(Stored items from a collection)
::::::
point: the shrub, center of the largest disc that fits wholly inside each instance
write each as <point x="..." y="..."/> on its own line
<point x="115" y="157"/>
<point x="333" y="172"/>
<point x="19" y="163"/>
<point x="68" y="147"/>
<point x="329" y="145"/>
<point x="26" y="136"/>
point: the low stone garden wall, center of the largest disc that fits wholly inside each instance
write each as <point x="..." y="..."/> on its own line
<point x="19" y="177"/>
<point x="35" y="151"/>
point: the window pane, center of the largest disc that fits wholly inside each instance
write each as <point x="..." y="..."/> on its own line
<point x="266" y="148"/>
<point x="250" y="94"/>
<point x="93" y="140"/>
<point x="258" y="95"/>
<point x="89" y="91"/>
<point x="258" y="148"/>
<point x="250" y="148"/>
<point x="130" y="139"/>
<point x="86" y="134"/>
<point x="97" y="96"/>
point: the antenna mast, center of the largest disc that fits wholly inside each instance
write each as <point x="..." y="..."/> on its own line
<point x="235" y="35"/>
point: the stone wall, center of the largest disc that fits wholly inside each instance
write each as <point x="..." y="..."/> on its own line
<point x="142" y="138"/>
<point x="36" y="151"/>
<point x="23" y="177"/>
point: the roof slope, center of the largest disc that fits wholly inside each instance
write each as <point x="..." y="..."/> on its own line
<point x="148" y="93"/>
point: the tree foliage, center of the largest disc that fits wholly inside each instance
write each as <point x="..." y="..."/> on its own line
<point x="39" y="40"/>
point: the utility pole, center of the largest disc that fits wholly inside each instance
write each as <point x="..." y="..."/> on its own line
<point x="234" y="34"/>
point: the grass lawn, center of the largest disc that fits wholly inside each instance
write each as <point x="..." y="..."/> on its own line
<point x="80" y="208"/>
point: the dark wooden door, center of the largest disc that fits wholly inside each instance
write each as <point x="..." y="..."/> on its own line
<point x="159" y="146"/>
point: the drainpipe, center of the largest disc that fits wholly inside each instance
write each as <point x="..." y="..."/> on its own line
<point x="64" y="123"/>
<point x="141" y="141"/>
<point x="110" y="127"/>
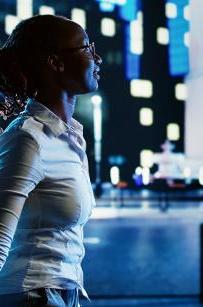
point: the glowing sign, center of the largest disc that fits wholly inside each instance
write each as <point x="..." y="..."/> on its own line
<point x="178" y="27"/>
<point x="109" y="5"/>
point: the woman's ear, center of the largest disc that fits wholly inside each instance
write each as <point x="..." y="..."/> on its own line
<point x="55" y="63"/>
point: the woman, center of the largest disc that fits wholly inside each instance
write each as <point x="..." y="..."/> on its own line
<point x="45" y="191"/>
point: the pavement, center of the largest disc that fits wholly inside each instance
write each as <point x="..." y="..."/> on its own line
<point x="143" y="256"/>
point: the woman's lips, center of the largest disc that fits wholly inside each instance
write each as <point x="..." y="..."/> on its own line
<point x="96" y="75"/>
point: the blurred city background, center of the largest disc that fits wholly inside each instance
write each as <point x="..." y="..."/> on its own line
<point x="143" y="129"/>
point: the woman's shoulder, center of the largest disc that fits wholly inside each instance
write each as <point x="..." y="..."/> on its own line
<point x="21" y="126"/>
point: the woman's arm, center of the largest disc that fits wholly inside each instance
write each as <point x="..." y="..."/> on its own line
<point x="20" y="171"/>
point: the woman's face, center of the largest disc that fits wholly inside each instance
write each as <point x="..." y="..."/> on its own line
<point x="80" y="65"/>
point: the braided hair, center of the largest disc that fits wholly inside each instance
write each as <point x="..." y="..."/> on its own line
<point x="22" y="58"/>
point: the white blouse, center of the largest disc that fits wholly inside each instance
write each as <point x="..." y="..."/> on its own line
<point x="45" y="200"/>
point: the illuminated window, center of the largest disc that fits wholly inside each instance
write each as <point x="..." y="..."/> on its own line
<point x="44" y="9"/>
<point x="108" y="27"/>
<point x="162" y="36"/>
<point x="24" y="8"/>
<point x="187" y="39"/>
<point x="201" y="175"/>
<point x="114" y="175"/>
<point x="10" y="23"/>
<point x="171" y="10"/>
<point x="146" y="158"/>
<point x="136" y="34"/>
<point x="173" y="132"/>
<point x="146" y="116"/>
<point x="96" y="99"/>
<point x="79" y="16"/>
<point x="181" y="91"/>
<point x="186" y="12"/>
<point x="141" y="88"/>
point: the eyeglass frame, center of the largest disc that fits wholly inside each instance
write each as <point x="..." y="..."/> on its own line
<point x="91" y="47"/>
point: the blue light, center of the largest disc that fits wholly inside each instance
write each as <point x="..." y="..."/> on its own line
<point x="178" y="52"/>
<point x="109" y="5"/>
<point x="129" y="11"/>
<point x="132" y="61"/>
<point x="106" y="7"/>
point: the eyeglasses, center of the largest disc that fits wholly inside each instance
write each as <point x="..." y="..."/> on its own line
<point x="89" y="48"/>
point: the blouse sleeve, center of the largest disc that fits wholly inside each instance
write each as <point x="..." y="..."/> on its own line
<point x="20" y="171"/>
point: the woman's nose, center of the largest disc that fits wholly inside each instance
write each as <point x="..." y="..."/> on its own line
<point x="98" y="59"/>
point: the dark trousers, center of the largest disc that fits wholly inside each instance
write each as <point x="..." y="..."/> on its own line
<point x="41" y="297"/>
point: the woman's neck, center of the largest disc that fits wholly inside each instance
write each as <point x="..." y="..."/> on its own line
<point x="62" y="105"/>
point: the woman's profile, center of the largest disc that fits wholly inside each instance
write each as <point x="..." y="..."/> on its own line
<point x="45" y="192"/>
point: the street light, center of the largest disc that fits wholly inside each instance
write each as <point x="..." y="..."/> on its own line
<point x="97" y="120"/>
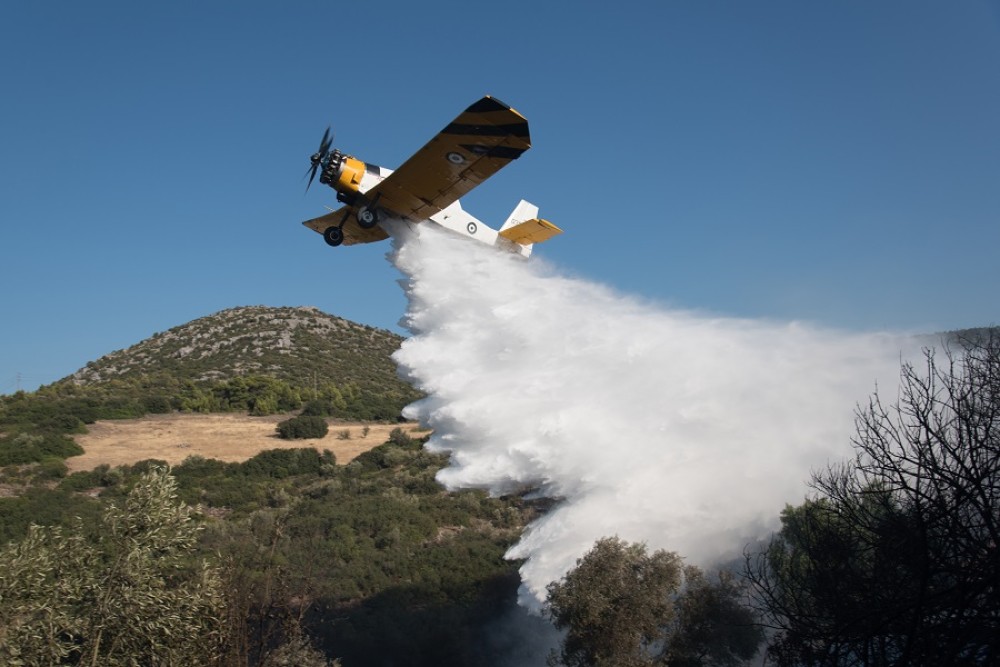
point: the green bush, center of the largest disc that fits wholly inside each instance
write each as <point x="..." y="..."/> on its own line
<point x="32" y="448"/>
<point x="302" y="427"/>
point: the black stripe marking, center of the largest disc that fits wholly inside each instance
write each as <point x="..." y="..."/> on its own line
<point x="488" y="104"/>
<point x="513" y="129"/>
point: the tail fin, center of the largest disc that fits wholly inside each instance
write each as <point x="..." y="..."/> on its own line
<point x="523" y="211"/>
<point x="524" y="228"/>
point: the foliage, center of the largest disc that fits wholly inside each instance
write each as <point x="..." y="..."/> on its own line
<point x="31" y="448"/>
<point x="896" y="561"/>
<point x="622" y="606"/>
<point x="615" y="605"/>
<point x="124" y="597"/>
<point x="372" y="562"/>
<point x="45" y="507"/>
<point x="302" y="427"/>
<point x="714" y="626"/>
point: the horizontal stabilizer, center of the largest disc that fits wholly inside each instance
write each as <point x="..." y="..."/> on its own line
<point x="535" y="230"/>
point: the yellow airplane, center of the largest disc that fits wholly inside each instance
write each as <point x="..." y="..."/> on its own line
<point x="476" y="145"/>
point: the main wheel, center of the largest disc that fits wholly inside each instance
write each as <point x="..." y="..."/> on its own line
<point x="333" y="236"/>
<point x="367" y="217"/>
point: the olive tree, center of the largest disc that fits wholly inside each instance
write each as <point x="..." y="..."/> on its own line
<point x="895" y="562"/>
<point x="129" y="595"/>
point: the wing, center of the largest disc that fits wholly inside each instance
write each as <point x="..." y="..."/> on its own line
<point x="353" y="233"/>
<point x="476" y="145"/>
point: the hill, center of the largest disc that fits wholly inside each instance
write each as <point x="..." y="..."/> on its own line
::::::
● ACTIVITY: Verbatim repetition of the entries is required, excluding any pictures.

● ANSWER TO THE PROBLEM:
point: the shrub, center of the largest disc that fits wholly inside each instance
write each as <point x="..." y="..."/> on its own line
<point x="115" y="157"/>
<point x="333" y="172"/>
<point x="19" y="163"/>
<point x="68" y="147"/>
<point x="329" y="145"/>
<point x="26" y="136"/>
point: the low stone garden wall, center of the largest disc that fits wholly inside each instance
write each as <point x="..." y="..."/> on its own line
<point x="19" y="177"/>
<point x="35" y="151"/>
point: the window pane, center of the largest disc that fits wholly inside each instance
write each as <point x="..." y="..."/> on its own line
<point x="266" y="148"/>
<point x="250" y="94"/>
<point x="93" y="140"/>
<point x="258" y="95"/>
<point x="89" y="91"/>
<point x="258" y="148"/>
<point x="250" y="148"/>
<point x="130" y="139"/>
<point x="86" y="134"/>
<point x="97" y="96"/>
point: the antenna mast, center of the largest disc that fits wholly inside each instance
write each as <point x="..." y="..."/> on its own line
<point x="235" y="35"/>
point: the stone wall, center of the largest disc that fits wholly inside each instance
write each as <point x="..." y="..."/> on its own line
<point x="142" y="138"/>
<point x="36" y="151"/>
<point x="23" y="177"/>
point: the roof slope, center of the largest disc that fits wholly inside each instance
write each as <point x="..." y="..."/> on its own line
<point x="148" y="93"/>
point: the tree foliage, center of the largest disc that fits wholly inside each instance
write each as <point x="..." y="..."/> on its own line
<point x="39" y="40"/>
point: the utility pole, center of the largest disc that fits wholly inside each instance
write each as <point x="..." y="..."/> on its own line
<point x="234" y="34"/>
point: the grass lawn, center of the largest disc that fits wholly inside each instance
write each as <point x="..." y="..."/> on its own line
<point x="80" y="208"/>
point: the dark wooden door, center of the largest disc that fits wholly inside each instance
write each as <point x="..." y="..."/> on its own line
<point x="159" y="146"/>
point: the drainpipe, center of the largest disc that fits wholly inside each instance
write each as <point x="..." y="..."/> on its own line
<point x="64" y="123"/>
<point x="141" y="141"/>
<point x="110" y="127"/>
point: the glowing sign, center of the largest disc that fits wholly inside each instance
write each as <point x="..." y="..."/> on its own line
<point x="178" y="27"/>
<point x="109" y="5"/>
point: the woman's ear, center of the largest disc that fits wholly inside each instance
write each as <point x="..." y="..."/> on its own line
<point x="55" y="63"/>
point: the woman, center of the largest disc that fits wholly inside each instance
write each as <point x="..." y="..."/> on its own line
<point x="45" y="191"/>
point: the pavement, center of the largest disc that fits wholly inside each instance
write each as <point x="..." y="..."/> on its own line
<point x="143" y="256"/>
point: the woman's lips, center of the largest disc that fits wholly inside each instance
write each as <point x="..." y="..."/> on its own line
<point x="96" y="75"/>
point: the blurred city background, center of the largest disc that fits wholly inside each instance
write each as <point x="..." y="..."/> on its own line
<point x="143" y="129"/>
point: the woman's shoulder, center of the largest disc that fits wholly inside each instance
write each as <point x="..." y="..."/> on its own line
<point x="21" y="126"/>
point: the woman's arm, center of the largest disc that fits wholly inside each instance
write each as <point x="..." y="..."/> on its own line
<point x="20" y="171"/>
point: the woman's face, center of the largest disc that fits wholly inside each instance
write each as <point x="..." y="..."/> on its own line
<point x="80" y="65"/>
point: the braided hair, center of the largest disc that fits wholly inside each instance
write each as <point x="..." y="..."/> on its own line
<point x="22" y="58"/>
point: the white blouse, center of the largest disc that fits wholly inside each instance
write each as <point x="..." y="..."/> on its own line
<point x="45" y="200"/>
point: the illuminated window, center of the largest disc that fits wholly inside each instance
write each as <point x="..." y="..."/> on its own line
<point x="44" y="9"/>
<point x="108" y="27"/>
<point x="162" y="36"/>
<point x="24" y="8"/>
<point x="187" y="39"/>
<point x="201" y="175"/>
<point x="114" y="175"/>
<point x="10" y="23"/>
<point x="171" y="10"/>
<point x="146" y="158"/>
<point x="136" y="34"/>
<point x="173" y="132"/>
<point x="146" y="116"/>
<point x="96" y="99"/>
<point x="79" y="16"/>
<point x="181" y="91"/>
<point x="186" y="12"/>
<point x="141" y="88"/>
point: the eyeglass frame, center of the largest disc that fits wholly inside each instance
write each as <point x="..." y="..."/> on its own line
<point x="91" y="47"/>
point: the blue light, center of the largest disc that fits wholly inside each instance
write each as <point x="..." y="..."/> on its own line
<point x="178" y="52"/>
<point x="109" y="5"/>
<point x="129" y="11"/>
<point x="132" y="61"/>
<point x="106" y="7"/>
point: the eyeglasses, center of the largest disc that fits wholly inside each instance
write each as <point x="..." y="..."/> on its own line
<point x="89" y="48"/>
point: the blouse sleeve, center of the largest disc that fits wholly inside each instance
write each as <point x="..." y="..."/> on its own line
<point x="20" y="171"/>
point: the woman's nose, center of the largest disc that fits wholly inside each instance
write each as <point x="..." y="..."/> on its own line
<point x="98" y="59"/>
point: the dark trousers, center of the largest disc that fits wholly inside each instance
write each as <point x="..." y="..."/> on its own line
<point x="41" y="297"/>
point: the woman's neck, center of the largest disc that fits wholly inside each instance
write each as <point x="..." y="..."/> on its own line
<point x="62" y="105"/>
point: the woman's profile, center of the largest disc that fits wholly inside each instance
write each as <point x="..." y="..."/> on its own line
<point x="45" y="192"/>
point: the street light, center of the largest disc that fits wholly inside each instance
write each as <point x="..." y="..."/> on its own line
<point x="97" y="120"/>
point: the green bush, center of the largest disc that fits wholly inside each instance
write each as <point x="..." y="..."/> on its own line
<point x="32" y="448"/>
<point x="302" y="427"/>
point: the black stripe marking, center of the largest disc that fits wholly inside each instance
write each as <point x="..." y="..."/> on its own line
<point x="488" y="104"/>
<point x="513" y="129"/>
point: the tail fin, center of the largest disc that fits wholly inside each instance
write each as <point x="..." y="..."/> on its own line
<point x="523" y="211"/>
<point x="524" y="228"/>
point: the foliage, center of the largest disc that fits wholly inside each instance
write each as <point x="..." y="..."/> on its own line
<point x="31" y="448"/>
<point x="896" y="561"/>
<point x="622" y="606"/>
<point x="615" y="605"/>
<point x="124" y="597"/>
<point x="372" y="562"/>
<point x="45" y="507"/>
<point x="302" y="427"/>
<point x="714" y="626"/>
point: the horizontal stabilizer, center of the largest disc that fits wholly inside each instance
write each as <point x="..." y="..."/> on its own line
<point x="535" y="230"/>
point: the yellow airplane, center of the largest disc that fits wholly inside each instance
write each as <point x="..." y="..."/> on its own line
<point x="476" y="145"/>
point: the main wheel, center of the largest disc that fits wholly inside each instance
write each as <point x="..." y="..."/> on its own line
<point x="333" y="236"/>
<point x="367" y="217"/>
point: the olive tree, center of the largest disc that fits wholly inside each instance
write each as <point x="..." y="..."/> on its own line
<point x="895" y="562"/>
<point x="129" y="595"/>
point: the wing, center of the largest disc that fits wholly inside each instance
write each as <point x="..." y="..."/> on its own line
<point x="353" y="233"/>
<point x="476" y="145"/>
point: the hill, center of the largest disc that fits wholly inside each instance
write each as <point x="..." y="..."/> on its own line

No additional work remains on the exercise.